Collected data
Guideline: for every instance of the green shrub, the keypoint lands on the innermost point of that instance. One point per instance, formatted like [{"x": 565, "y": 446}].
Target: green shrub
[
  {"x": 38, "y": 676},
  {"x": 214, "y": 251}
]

— Directions for this task —
The expected response reproduces all of the data precisely.

— Exercise output —
Guideline: for every instance of the green shrub, the keypoint lands on the innermost point of that instance. One point per instance, formatted like [{"x": 565, "y": 446}].
Target: green shrub
[
  {"x": 38, "y": 676},
  {"x": 214, "y": 251}
]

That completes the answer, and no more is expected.